Dokumen:

Halloween Costume ideas 2015

HARUAI-WIRANG.blogspot.com

PANGERAN ABU BAKAR DAN PENYEBARAN AGAMA ISLAM DI DESA MARINDI KECAMATAN HARUAI KABUPATEN TABALONG

“PANGERAN ABU BAKAR DAN PENYEBARAN AGAMA ISLAM DI DESA MARINDI KECAMATAN HARUAI KABUPATEN TABALONG”

                                                   MAKALAH

“PANGERAN ABU BAKAR DAN PENYEBARAN AGAMA ISLAM DI DESA MARINDI KECAMATAN HARUAI KABUPATEN TABALONG”

Disusun oleh :
Gusti Irwan Rusadi  A1A110210

Dosen : Dr. Ersis Warmansyah Abbas

DISAJIKAN UNTUK PERKULIAHAN METODE PENELITIAN

UNIVERSITAS LAMBUNG MANGKURAT
FAKULTAS KEGURUAN DAN ILMU PENDIDIKAN
PROGRAM STUDI PENDIDIKAN SEJARAH
BANJARMASIN
2014




  BAB I
PENDAHULUAN

1.1  Latar Belakang Masalah
Berkembangnya Islam di Kalimantan sering diidentikkan dengan berdinya Kesultanan Banjar, Dimana pangeran Samudra atau Sultan Suriansyah sebagai sultan petamanya. Ceritanya berawal dari pelarian pangeran Samudra dari Negara Daha ke Bandarmasih atau Banjarmasin sekarang. Pelarian pangeran Samudra diakibatkan oleh terjadinya perang saudara dengan pamannya yaitu pangeran Tumenggung untuk memperebutkan kekuasaan di Negara Daha.

Data Hasil Ekstraksi:
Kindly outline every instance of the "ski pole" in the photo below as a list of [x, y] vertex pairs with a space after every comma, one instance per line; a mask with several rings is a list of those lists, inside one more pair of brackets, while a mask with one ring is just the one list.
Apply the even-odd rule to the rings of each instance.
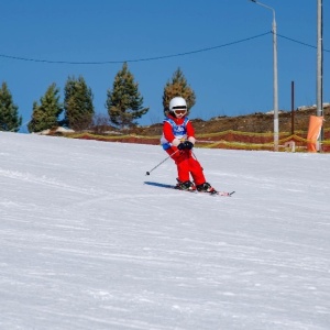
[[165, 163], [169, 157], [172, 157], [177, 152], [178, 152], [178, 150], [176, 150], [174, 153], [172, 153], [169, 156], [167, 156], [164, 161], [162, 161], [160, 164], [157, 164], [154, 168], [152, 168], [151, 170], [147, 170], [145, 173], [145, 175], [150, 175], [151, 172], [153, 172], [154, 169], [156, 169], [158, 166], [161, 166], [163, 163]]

* * *

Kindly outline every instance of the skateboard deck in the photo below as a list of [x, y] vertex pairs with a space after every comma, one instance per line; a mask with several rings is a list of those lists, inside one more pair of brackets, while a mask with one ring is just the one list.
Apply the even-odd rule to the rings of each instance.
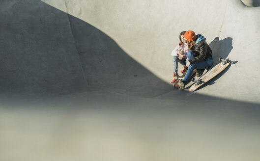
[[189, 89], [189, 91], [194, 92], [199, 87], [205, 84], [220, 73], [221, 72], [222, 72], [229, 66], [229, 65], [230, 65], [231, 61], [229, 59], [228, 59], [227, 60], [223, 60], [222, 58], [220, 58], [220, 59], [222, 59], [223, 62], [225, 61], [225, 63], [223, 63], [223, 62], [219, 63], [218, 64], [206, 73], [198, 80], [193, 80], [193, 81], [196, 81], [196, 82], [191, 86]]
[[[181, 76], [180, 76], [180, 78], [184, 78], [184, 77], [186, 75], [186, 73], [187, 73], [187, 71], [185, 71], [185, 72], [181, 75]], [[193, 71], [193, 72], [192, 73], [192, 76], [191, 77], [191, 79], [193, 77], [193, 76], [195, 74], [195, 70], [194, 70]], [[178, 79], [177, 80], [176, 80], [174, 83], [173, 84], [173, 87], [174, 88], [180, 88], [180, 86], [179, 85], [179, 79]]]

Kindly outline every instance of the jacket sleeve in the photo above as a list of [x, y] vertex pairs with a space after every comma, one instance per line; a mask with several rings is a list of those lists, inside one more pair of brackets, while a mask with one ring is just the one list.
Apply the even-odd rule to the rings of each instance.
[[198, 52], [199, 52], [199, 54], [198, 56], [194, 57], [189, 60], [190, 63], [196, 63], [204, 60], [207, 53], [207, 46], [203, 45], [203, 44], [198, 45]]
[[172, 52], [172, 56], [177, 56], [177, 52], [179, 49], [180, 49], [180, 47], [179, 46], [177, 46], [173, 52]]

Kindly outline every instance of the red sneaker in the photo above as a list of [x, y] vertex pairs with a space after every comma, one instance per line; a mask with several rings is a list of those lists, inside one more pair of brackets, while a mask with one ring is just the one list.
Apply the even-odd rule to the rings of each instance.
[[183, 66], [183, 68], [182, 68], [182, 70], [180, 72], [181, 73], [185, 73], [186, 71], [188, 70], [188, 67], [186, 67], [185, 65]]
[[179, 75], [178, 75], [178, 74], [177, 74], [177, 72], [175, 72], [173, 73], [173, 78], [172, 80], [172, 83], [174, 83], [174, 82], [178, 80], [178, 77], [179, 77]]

--

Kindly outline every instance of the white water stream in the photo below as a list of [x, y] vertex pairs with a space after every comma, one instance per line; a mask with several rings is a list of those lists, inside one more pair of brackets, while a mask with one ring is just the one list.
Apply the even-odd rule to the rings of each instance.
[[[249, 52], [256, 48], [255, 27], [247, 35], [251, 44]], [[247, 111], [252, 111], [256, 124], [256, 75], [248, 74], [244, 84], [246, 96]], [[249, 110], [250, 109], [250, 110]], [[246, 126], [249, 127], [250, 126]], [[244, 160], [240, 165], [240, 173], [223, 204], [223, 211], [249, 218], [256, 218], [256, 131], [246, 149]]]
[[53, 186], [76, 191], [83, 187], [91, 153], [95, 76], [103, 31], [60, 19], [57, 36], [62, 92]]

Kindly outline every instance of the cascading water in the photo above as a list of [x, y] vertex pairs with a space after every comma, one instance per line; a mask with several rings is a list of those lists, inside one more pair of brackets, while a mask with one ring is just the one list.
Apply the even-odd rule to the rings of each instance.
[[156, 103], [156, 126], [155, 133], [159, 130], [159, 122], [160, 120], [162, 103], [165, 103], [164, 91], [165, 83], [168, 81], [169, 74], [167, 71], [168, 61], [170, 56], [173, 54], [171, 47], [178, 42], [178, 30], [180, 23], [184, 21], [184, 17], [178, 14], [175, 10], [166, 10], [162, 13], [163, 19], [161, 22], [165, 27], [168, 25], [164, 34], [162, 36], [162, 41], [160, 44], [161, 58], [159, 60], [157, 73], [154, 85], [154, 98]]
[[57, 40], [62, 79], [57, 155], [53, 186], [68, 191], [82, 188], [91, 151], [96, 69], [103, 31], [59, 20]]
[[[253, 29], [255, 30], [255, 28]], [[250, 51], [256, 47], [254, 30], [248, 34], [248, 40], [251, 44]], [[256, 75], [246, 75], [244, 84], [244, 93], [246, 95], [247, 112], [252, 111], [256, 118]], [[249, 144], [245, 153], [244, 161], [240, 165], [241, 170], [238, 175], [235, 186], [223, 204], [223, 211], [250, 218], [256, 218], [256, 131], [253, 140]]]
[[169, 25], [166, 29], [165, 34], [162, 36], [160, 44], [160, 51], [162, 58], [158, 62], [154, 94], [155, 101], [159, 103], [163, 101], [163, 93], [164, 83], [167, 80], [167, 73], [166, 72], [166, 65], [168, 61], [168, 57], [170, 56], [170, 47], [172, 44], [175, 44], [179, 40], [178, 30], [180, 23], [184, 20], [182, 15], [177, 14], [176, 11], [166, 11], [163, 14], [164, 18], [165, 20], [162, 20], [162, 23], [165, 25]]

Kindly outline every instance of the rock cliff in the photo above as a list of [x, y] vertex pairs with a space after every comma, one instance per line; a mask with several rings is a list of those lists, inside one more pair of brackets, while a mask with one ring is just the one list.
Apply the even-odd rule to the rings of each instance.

Sasaran Tugas:
1 - Jawablah pertanyaan berikut berdasarkan makalah tentang Pangeran Abu Bakar:
(a) Siapa nama dosen yang tercantum pada makalah tersebut?
(b) Program studi apa yang disebutkan dalam makalah tersebut?
(c) Dengan siapa Pangeran Samudra terlibat perang saudara untuk memperebutkan kekuasaan di Negara Daha?
2 - Kembalikan tanpa perubahan penggalan makalah tentang Pangeran Abu Bakar, mulai dari "UNIVERSITAS LAMBUNG MANGKURAT" sampai dengan "di Negara Daha.".

Jawaban Tiap Tugas:
1 -
(a) Dr. Ersis Warmansyah Abbas
(b) Program Studi Pendidikan Sejarah
(c) Pangeran Tumenggung, pamannya

2 -
UNIVERSITAS LAMBUNG MANGKURAT
FAKULTAS KEGURUAN DAN ILMU PENDIDIKAN
PROGRAM STUDI PENDIDIKAN SEJARAH
BANJARMASIN
2014




  BAB I
PENDAHULUAN

1.1  Latar Belakang Masalah
Berkembangnya Islam di Kalimantan sering diidentikkan dengan berdinya Kesultanan Banjar, Dimana pangeran Samudra atau Sultan Suriansyah sebagai sultan petamanya. Ceritanya berawal dari pelarian pangeran Samudra dari Negara Daha ke Bandarmasih atau Banjarmasin sekarang. Pelarian pangeran Samudra diakibatkan oleh terjadinya perang saudara dengan pamannya yaitu pangeran Tumenggung untuk memperebutkan kekuasaan di Negara Daha.